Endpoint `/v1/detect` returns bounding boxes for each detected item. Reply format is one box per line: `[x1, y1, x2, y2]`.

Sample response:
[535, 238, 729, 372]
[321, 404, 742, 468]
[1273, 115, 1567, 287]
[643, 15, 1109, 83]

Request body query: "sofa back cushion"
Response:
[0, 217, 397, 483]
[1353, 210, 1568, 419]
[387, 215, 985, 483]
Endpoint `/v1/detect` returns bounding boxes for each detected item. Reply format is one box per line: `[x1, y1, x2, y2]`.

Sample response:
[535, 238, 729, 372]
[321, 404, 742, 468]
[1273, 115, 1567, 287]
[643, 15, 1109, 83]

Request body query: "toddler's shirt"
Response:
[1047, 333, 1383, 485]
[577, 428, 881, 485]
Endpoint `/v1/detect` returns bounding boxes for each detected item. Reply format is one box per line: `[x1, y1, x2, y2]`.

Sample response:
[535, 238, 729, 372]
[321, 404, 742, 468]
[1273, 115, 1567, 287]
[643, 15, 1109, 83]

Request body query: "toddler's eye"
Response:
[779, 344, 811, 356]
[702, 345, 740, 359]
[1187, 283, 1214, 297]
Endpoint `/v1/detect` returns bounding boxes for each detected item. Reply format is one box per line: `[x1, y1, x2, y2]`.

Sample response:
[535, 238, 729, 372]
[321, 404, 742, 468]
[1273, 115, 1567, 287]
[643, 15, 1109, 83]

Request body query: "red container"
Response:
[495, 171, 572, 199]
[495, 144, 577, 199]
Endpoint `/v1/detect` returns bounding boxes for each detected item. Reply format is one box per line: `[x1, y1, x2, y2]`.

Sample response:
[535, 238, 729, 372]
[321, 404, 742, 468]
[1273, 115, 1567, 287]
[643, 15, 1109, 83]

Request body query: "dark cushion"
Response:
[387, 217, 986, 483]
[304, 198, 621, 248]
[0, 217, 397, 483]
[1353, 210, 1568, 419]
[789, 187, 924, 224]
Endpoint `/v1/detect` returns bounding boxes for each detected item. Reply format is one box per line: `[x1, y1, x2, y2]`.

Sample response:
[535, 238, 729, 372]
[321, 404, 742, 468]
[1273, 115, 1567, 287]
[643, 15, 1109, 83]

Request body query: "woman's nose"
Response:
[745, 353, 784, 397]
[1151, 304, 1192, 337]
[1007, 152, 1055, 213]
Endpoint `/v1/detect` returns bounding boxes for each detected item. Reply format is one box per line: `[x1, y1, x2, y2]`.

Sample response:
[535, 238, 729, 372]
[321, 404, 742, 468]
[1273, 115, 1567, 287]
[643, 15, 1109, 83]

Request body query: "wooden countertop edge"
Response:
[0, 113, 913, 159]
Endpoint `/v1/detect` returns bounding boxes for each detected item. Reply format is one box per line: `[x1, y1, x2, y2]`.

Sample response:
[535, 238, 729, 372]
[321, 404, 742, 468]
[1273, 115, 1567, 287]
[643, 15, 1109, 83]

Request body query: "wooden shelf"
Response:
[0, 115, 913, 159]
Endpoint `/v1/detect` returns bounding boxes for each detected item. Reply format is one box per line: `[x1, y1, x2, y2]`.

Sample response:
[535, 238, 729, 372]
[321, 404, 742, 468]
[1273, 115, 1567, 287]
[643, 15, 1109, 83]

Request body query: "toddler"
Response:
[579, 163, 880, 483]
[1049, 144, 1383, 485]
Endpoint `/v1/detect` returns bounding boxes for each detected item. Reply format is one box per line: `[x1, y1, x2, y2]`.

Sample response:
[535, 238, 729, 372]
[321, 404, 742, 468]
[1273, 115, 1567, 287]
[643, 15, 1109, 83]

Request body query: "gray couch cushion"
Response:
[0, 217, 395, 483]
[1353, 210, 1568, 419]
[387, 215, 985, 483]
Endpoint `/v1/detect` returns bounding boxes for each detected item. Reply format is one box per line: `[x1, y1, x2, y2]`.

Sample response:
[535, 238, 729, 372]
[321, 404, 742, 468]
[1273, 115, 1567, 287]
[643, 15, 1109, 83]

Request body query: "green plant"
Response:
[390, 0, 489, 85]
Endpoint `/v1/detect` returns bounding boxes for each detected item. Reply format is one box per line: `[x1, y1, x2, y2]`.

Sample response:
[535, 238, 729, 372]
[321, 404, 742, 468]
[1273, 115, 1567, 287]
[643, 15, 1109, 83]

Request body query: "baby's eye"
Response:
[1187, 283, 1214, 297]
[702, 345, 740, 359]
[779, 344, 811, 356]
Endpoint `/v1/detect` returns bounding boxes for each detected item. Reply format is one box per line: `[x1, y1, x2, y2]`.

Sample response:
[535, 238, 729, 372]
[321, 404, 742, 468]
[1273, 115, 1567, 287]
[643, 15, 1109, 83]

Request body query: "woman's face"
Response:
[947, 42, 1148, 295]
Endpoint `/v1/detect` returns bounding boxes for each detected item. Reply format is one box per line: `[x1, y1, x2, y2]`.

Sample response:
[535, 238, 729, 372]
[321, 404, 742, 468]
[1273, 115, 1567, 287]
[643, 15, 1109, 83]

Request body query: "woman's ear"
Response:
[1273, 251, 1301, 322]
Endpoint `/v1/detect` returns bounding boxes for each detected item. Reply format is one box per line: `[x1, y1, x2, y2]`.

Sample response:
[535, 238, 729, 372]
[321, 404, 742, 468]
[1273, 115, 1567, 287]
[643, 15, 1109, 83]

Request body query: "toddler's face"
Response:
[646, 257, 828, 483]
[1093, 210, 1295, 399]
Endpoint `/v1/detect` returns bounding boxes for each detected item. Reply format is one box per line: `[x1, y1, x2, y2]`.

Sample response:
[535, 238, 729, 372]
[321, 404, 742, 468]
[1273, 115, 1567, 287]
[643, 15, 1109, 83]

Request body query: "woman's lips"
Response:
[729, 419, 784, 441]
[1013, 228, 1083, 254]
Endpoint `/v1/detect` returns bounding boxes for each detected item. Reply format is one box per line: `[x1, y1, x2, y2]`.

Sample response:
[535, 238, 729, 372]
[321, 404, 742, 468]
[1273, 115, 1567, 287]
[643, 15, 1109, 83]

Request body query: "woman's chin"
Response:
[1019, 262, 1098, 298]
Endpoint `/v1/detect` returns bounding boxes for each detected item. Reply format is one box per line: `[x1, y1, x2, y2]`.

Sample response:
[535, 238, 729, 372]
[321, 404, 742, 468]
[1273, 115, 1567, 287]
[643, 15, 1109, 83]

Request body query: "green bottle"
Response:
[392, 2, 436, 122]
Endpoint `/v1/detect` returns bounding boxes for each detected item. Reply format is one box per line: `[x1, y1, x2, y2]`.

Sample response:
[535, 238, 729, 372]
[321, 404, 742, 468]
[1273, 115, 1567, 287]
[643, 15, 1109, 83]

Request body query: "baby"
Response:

WHAT THE TASK REQUIRES:
Locate each line in the records above that contains the word "wooden" with matching capitalization, and copy every such line in full.

COMPLETED EXERCISE:
Request body query: "wooden countertop edge"
Request body query: "wooden shelf"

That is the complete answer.